#### ENTRIES
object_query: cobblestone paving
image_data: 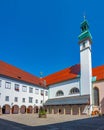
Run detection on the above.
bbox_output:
[0,114,104,130]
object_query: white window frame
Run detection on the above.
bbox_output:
[22,86,27,92]
[5,81,11,89]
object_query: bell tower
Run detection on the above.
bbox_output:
[78,18,92,105]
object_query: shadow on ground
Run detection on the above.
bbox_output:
[0,117,104,130]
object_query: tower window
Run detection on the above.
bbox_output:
[83,42,86,48]
[94,87,99,106]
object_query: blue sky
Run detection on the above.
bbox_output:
[0,0,104,76]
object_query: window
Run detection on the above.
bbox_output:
[35,88,39,94]
[45,91,48,96]
[40,100,43,104]
[14,97,18,102]
[29,97,33,103]
[29,87,33,93]
[22,98,25,102]
[22,86,27,92]
[56,90,64,96]
[5,82,11,89]
[5,96,9,101]
[94,87,99,106]
[70,87,79,94]
[82,42,86,49]
[40,90,44,96]
[35,99,38,103]
[0,80,2,87]
[14,84,19,92]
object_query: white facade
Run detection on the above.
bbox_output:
[80,40,92,95]
[48,78,80,99]
[0,77,48,107]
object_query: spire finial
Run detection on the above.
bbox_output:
[40,71,43,78]
[83,12,86,20]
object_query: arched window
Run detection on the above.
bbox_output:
[94,87,99,106]
[70,87,79,94]
[56,90,64,96]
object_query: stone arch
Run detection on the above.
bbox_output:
[2,104,10,114]
[27,106,33,113]
[94,87,99,106]
[20,105,26,114]
[34,106,39,113]
[12,105,19,114]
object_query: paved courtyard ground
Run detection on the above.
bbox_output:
[0,114,104,130]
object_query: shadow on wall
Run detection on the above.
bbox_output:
[100,98,104,114]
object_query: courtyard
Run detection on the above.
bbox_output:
[0,114,104,130]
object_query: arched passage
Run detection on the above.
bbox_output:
[94,87,99,106]
[27,106,33,113]
[2,104,10,114]
[12,105,19,114]
[34,106,39,113]
[20,105,26,114]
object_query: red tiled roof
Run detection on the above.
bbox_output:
[44,64,80,85]
[0,61,104,86]
[92,65,104,81]
[0,61,44,86]
[44,64,104,86]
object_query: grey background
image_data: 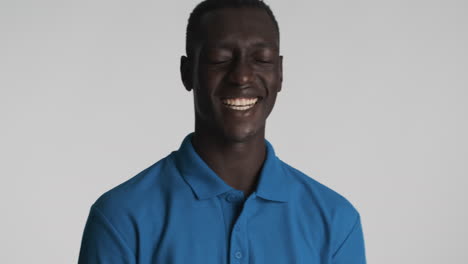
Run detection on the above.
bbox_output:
[0,0,468,264]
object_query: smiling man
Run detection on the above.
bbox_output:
[79,0,366,264]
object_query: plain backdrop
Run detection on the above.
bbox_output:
[0,0,468,264]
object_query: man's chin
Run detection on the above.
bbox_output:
[224,128,259,143]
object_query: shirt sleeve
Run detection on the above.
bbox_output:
[332,215,366,264]
[78,206,136,264]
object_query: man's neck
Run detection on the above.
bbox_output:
[192,130,266,197]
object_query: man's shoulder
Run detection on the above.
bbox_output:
[281,161,359,221]
[92,152,173,217]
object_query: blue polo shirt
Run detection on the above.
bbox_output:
[78,133,366,264]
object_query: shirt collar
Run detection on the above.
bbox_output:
[175,132,292,202]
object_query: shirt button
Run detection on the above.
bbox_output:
[226,193,237,203]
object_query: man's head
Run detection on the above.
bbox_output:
[181,0,282,142]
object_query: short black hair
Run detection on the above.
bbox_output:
[185,0,279,57]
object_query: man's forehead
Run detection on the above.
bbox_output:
[200,7,278,42]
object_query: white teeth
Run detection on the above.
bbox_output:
[223,98,258,107]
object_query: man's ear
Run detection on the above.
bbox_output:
[278,56,283,92]
[180,56,193,91]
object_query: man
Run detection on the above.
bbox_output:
[79,0,365,264]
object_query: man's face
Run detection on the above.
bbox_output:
[182,8,282,142]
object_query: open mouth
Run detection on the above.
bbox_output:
[221,96,262,111]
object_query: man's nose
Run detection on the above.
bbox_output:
[229,58,254,86]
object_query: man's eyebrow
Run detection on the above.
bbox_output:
[206,41,279,49]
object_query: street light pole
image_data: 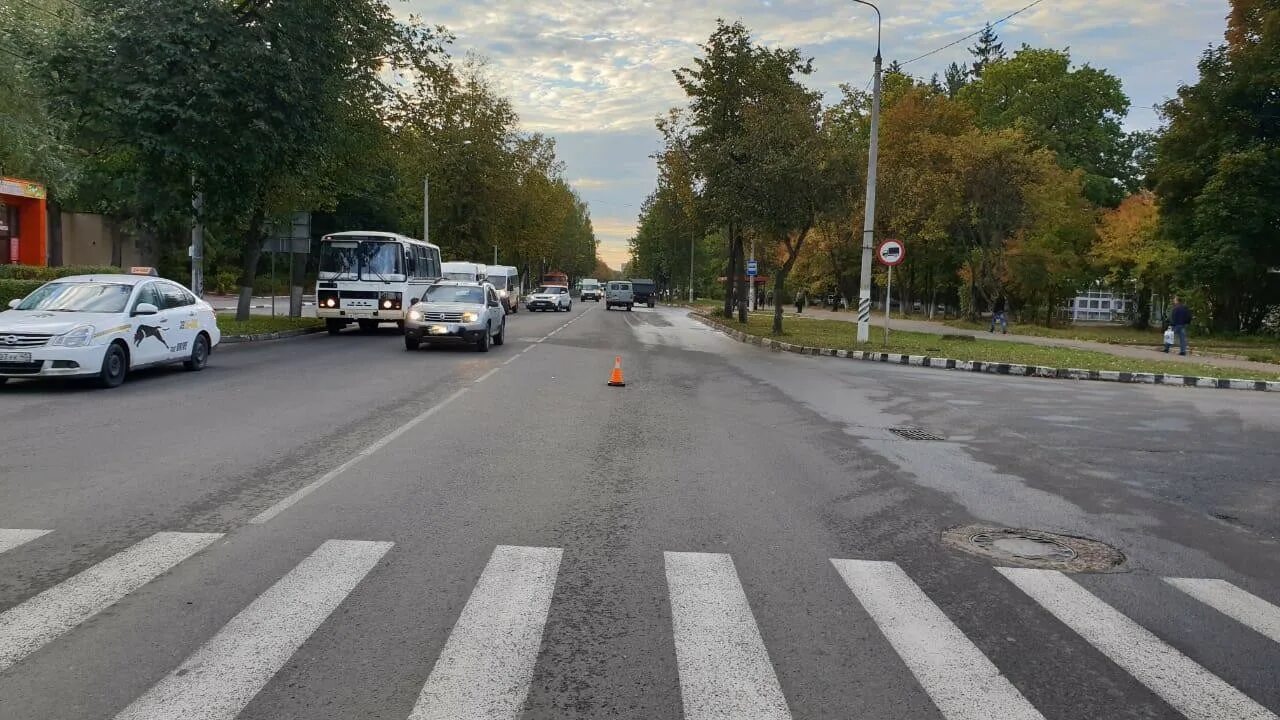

#### WHAT YOU NEED TO DO
Return every line of the records above exactly as they appear, leaving out the pictures.

#### REPLY TO THE EXERCISE
object_query: cobblestone paving
image_data: 
Run detection on the above.
bbox_output:
[0,114,104,130]
object_query: white window frame
Run detection on the above.
bbox_output:
[22,86,27,92]
[5,81,11,89]
object_query: bell tower
Run detection on the above.
bbox_output:
[78,18,92,105]
object_query: shadow on ground
Run detection on the above.
bbox_output:
[0,117,104,130]
object_query: tower window
Run detection on the above.
bbox_output:
[83,42,86,48]
[94,87,99,106]
object_query: blue sky
Run detection on the above.
bbox_output:
[0,0,104,76]
object_query: window
Run detection on the above.
bbox_output:
[35,88,39,94]
[45,91,48,96]
[40,100,43,104]
[14,97,18,102]
[29,97,33,103]
[29,87,33,93]
[22,98,25,102]
[22,86,27,92]
[56,90,64,96]
[5,82,11,89]
[5,96,9,101]
[94,87,99,106]
[70,87,79,94]
[82,42,86,49]
[40,90,44,96]
[35,99,38,103]
[0,80,2,87]
[14,84,19,92]
object_query: white facade
Run detection on the above.
bbox_output:
[80,40,92,95]
[48,78,80,99]
[0,77,48,107]
object_query: spire finial
Run detection on the above.
bbox_output:
[40,71,43,78]
[83,12,86,20]
object_query: arched window
Run detection on the above.
bbox_output:
[94,87,99,106]
[70,87,79,94]
[56,90,64,96]
object_query: stone arch
Run detection on the above.
bbox_output:
[2,104,10,114]
[27,106,33,113]
[94,87,99,106]
[20,105,26,114]
[34,106,39,113]
[12,105,19,114]
object_query: paved courtyard ground
Run detection on the above.
bbox_output:
[0,114,104,130]
object_query: shadow on wall
Run detection on the above.
bbox_output:
[100,98,104,114]
object_query: courtyard
Run detection on the above.
bbox_output:
[0,114,104,130]
object_query: arched passage
Run detection on the above.
bbox_output:
[94,87,99,106]
[27,106,33,113]
[2,104,10,114]
[12,105,19,114]
[34,106,39,113]
[20,105,26,114]
object_query: red tiled roof
Run detection on the above.
bbox_output:
[44,64,80,85]
[0,61,104,86]
[92,65,104,81]
[0,61,44,86]
[44,64,104,86]
object_query: grey background
image_data: 
Run detection on the above.
bbox_output:
[0,0,468,264]
object_query: smiling man
Run detection on the above.
bbox_output:
[79,0,366,264]
object_query: plain backdrop
Run detection on the above.
bbox_output:
[0,0,468,264]
object_query: man's chin
Run detection on the above.
bbox_output:
[224,128,259,143]
object_query: shirt sleeve
Run detection on the above.
bbox_output:
[332,215,366,264]
[78,206,136,264]
object_query: man's neck
Run detection on the above.
bbox_output:
[192,130,266,197]
object_query: man's shoulder
Run detection on the above.
bbox_output:
[281,161,359,221]
[92,152,173,217]
object_query: blue polo shirt
Run detection on the above.
bbox_output:
[78,133,366,264]
object_query: shirt collar
Run detection on the above.
bbox_output:
[175,132,292,202]
object_query: shirt button
Run detection on the above.
bbox_output:
[226,193,237,203]
object_query: man's head
Run detection on the above.
bbox_output:
[181,0,282,142]
object_query: short black hair
Run detection on the above.
bbox_output:
[185,0,279,57]
object_query: man's forehead
Run detection on the above.
bbox_output:
[200,7,278,42]
object_query: white teeth
Run detection on the above.
bbox_output:
[223,98,258,107]
object_query: man's ear
Run detection on the above.
bbox_output:
[278,56,283,92]
[180,56,193,91]
object_query: man
Run detection on the above.
bbox_output:
[79,0,365,264]
object_query: man's face
Run detection on the above.
bbox_output:
[182,8,282,142]
object_query: open mouth
Run detection on the above.
bbox_output:
[221,96,262,111]
object_query: man's nose
Run detection on the above.
bbox_output:
[229,58,254,86]
object_query: man's eyebrow
Run detection on the above.
bbox_output:
[206,41,279,49]
object_query: street light pole
image_data: 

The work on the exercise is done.